*TASK PROMPT*
Your task is to repeat the listing exactly.

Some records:
* START *

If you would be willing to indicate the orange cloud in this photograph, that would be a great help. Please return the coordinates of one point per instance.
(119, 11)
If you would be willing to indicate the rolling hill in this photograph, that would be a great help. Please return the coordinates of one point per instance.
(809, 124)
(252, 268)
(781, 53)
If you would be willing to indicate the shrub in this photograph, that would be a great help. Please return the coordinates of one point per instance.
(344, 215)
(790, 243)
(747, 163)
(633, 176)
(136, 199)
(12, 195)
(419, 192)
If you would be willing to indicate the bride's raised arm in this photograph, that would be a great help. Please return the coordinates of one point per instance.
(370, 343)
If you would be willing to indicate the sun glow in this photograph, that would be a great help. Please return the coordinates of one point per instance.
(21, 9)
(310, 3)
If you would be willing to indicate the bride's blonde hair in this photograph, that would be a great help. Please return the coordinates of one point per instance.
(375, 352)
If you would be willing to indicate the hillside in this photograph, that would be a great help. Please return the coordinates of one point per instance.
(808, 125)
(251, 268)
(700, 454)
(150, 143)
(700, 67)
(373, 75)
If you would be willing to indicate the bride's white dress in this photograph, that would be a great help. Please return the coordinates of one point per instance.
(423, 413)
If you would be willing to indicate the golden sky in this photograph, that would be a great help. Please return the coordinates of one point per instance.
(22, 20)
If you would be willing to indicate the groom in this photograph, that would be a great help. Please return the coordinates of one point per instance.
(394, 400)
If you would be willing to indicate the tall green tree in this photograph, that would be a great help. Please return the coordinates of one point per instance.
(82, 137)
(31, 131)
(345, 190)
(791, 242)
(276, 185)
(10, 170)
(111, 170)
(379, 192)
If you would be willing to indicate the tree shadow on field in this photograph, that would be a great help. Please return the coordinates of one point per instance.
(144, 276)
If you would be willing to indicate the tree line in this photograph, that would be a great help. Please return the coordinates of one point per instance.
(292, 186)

* END *

*WRITTEN ANSWER*
If you would be willing to indicate the orange cloud in this photograph, that would be a great help. Please return the coordinates of one point per instance.
(119, 11)
If you would be willing to indicate the rolling hill in this photograph, that would be a great help. Please return the coordinates of one point per instance.
(809, 124)
(252, 268)
(781, 53)
If you would be willing to indicate the shrub in this photograph, that would be a great help. Please return the coordinates of one point per instance.
(344, 215)
(790, 243)
(747, 163)
(633, 176)
(136, 199)
(12, 195)
(419, 192)
If you would be willing to indicate the bride's raised arm in this photograph, that would be a great help. Please return the coordinates of one point per instance.
(370, 343)
If you would be willing to indicate the sun glow in this photograph, that would be a great help. Please return the coordinates of one point per instance.
(21, 9)
(310, 3)
If you would be willing to indicate the bride's blonde hair in this photograph, that would be a great help. Please return the coordinates of one point per instance.
(375, 352)
If you would be willing to indicate the hillside in this photograph, that would be a great help. Please return the coordinates of one point per instance.
(808, 125)
(251, 268)
(700, 454)
(150, 143)
(700, 67)
(373, 75)
If you would be willing to indicate the bride's white dress in this photograph, that would be a great help. Please return the coordinates of one point per instance.
(423, 413)
If you would be willing to indicate the golden sky in this photograph, that would be a great help. Please return the coordinates of one point per instance.
(22, 20)
If you would be willing to indicate the groom in this photograph, that would be a great help. Please return the coordinates of one point per instance.
(394, 400)
If you would be willing to indicate the tall green tree in this photograph, that would be a great help. Please return the coordinates of one point per instance.
(82, 137)
(31, 131)
(345, 190)
(791, 242)
(276, 185)
(10, 170)
(111, 170)
(379, 192)
If you would be willing to indicate the tree shadow on field in this photograph, that would be a great help. Please return the coordinates of one point per instance.
(144, 276)
If you would be willing to indicate the tree line in this photograph, that would be a great help. Please return the coordinates of one point per instance.
(292, 186)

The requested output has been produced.